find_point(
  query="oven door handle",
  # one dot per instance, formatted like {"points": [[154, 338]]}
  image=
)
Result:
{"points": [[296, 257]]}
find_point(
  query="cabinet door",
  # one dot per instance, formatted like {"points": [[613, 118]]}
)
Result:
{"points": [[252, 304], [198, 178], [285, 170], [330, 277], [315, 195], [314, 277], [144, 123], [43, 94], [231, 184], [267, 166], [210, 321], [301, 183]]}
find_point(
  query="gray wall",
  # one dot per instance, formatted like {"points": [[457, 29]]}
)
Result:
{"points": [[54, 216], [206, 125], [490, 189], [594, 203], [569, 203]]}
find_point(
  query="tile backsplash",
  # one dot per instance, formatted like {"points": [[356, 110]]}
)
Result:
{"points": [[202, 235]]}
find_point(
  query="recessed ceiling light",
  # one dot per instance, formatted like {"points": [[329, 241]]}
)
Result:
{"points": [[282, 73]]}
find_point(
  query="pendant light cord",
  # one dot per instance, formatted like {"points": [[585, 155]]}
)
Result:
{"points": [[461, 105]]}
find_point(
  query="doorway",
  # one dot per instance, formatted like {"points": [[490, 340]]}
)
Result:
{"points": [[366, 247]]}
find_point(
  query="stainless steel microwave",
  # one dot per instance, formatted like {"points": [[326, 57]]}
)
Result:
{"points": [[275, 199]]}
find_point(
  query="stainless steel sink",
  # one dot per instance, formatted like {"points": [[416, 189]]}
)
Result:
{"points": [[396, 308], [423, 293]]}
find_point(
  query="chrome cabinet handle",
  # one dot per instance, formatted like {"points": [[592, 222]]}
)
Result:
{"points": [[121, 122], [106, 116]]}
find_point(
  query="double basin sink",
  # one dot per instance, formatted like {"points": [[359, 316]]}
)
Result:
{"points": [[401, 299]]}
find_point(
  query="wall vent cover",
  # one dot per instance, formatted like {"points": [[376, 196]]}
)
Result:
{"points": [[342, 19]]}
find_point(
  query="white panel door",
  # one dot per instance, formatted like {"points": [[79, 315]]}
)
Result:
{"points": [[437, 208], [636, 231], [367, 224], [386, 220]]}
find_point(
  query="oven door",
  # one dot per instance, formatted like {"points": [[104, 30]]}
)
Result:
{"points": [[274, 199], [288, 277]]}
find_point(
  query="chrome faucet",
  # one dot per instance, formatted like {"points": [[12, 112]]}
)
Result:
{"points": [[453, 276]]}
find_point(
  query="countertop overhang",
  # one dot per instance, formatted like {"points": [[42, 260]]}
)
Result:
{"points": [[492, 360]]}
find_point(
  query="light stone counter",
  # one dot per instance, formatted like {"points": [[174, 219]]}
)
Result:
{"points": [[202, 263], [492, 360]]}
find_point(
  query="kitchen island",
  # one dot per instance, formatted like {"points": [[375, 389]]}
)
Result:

* [DIRECTIONS]:
Write down how many lines above contain the string "oven", and nothing besides.

* [ANSWER BELOW]:
2